» **Passage shown**
Herbert Kociemba said:


> Maybe you can run your program again over this set to doublecheck the result.



Done. With the new list, I do not find any duplicates, 4416 total after expanding by symmetries.

I think many scramble programs may generate adjacent commuting moves in either order, as in U D2 or D2 U, but never the same layer twice before switching axis. This would result with yet a different ratio for superflip maneuvers vs. total 20-moves scrambles.


----------



## qqwref (Nov 17, 2012)

Good point. Random-move scramblers usually don't regularize their output, they just choose possible moves one at a time, so U D2 and D2 U are both possible.

It's probably reasonable to conclude that the superflip is by far the most likely 20f* position to pop up if you do 20 random moves on the cube.


----------



## Stefan (Nov 17, 2012)

qqwref said:


> It's probably reasonable to conclude that the superflip is by far the most likely 20f* position to pop up if you do 20 random moves on the cube.



Might even beat many 19f* positions...


----------



## IQubic (Nov 18, 2012)

Yes, But are the chances of getting it?


----------



## qqwref (Nov 18, 2012)

4416/43946585901564160587264 ~= 1.005 * 10^-19


----------



## IQubic (Nov 18, 2012)

How in the world did you manege to get that number?!?!?!?


----------



## cubernya (Nov 18, 2012)

IQubic said:


> How in the world did you manege to get that number?!?!?!?



Number of scrambles that lead to superflip divided by the number of 20 move scrambles


----------



## cuBerBruce (Nov 18, 2012)

» **Stated exercise a**
Answer these questions about the forum thread, marking each answer with the same numeral:
(i) What total does the post beginning "Done." report after expanding by symmetries?
(ii) What does qqwref say random-move scramblers do instead of regularizing their output?
(iii) What probability does qqwref give for getting the superflip?

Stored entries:
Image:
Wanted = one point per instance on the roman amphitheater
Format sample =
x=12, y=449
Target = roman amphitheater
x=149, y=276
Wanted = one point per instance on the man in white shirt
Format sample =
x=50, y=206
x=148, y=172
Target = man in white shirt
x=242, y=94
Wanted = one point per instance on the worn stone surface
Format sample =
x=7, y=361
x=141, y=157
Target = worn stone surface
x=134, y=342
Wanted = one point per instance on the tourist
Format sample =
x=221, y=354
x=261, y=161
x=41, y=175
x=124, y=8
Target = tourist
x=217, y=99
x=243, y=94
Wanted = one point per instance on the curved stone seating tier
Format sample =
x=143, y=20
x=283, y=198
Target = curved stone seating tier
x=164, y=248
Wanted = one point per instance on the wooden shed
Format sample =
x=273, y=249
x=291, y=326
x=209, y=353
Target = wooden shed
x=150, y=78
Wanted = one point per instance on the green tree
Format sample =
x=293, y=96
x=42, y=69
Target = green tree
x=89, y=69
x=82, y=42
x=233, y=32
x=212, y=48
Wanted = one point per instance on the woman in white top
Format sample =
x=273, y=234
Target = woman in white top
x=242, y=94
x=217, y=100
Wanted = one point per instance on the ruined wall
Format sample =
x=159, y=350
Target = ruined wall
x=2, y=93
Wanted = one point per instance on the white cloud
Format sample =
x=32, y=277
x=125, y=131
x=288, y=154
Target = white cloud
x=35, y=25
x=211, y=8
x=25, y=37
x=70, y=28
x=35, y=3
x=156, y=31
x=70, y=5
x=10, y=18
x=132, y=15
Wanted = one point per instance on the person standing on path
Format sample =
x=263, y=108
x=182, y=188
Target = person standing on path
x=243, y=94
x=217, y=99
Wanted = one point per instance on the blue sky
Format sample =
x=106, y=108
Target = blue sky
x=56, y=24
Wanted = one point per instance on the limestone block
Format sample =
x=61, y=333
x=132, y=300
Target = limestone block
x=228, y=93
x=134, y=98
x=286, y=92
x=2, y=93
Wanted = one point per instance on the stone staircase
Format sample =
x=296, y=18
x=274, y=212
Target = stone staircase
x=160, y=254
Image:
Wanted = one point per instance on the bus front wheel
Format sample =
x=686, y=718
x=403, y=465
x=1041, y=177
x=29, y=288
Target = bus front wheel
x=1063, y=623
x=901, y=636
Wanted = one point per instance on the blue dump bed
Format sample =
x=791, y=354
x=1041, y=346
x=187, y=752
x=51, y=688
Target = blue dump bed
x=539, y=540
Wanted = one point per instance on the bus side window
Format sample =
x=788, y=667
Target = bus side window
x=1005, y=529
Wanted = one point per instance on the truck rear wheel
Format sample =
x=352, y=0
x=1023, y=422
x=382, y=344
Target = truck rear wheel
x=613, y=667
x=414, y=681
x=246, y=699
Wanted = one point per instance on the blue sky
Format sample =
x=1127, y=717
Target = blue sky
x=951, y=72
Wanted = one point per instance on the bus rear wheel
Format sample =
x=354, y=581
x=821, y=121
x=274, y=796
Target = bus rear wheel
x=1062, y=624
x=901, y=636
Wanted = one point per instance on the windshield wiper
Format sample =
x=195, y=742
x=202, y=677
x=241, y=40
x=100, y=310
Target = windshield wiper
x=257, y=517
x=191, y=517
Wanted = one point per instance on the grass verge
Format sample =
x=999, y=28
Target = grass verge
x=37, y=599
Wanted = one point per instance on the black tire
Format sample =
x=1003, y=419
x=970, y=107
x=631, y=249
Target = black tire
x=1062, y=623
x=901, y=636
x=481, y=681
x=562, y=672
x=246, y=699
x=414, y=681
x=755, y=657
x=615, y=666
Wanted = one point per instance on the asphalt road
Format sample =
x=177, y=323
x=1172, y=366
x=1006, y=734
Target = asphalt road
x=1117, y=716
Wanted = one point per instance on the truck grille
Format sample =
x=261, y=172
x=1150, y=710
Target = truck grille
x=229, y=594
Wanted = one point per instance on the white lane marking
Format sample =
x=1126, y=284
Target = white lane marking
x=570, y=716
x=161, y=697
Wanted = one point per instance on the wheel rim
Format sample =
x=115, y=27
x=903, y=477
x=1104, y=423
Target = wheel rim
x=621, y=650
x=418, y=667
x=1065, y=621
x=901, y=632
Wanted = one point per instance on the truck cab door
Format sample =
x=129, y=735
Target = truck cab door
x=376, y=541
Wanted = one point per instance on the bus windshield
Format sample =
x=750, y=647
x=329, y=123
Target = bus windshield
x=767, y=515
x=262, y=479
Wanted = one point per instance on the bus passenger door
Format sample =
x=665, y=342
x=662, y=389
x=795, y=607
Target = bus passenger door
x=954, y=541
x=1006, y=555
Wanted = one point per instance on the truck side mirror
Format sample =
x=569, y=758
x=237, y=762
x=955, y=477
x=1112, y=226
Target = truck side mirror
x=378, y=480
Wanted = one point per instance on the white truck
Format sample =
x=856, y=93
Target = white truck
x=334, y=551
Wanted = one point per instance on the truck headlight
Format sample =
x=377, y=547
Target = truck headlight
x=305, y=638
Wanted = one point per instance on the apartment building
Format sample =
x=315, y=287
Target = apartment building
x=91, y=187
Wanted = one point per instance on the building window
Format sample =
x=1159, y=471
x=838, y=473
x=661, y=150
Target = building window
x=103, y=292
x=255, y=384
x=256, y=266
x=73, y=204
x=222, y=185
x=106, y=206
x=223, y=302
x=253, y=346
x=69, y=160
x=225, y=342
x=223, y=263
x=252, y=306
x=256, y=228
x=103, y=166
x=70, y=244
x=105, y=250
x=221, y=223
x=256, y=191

» **Stated exercise b**
Arrange the lines of the records as a Markdown table with the columns Row and Line, from the line with "Wanted = one point per instance on the blue dump" up to and including the line with "x=1005, y=529", leaving out blank lines.

» **Task answer a**
(i) 4416 total.
(ii) They choose possible moves one at a time, so U D2 and D2 U are both possible.
(iii) 4416/43946585901564160587264, approximately 1.005 * 10^-19.

» **Task answer b**
| Row | Line |
|---|---|
| 1 | Wanted = one point per instance on the blue dump bed |
| 2 | Format sample = |
| 3 | x=791, y=354 |
| 4 | x=1041, y=346 |
| 5 | x=187, y=752 |
| 6 | x=51, y=688 |
| 7 | Target = blue dump bed |
| 8 | x=539, y=540 |
| 9 | Wanted = one point per instance on the bus side window |
| 10 | Format sample = |
| 11 | x=788, y=667 |
| 12 | Target = bus side window |
| 13 | x=1005, y=529 |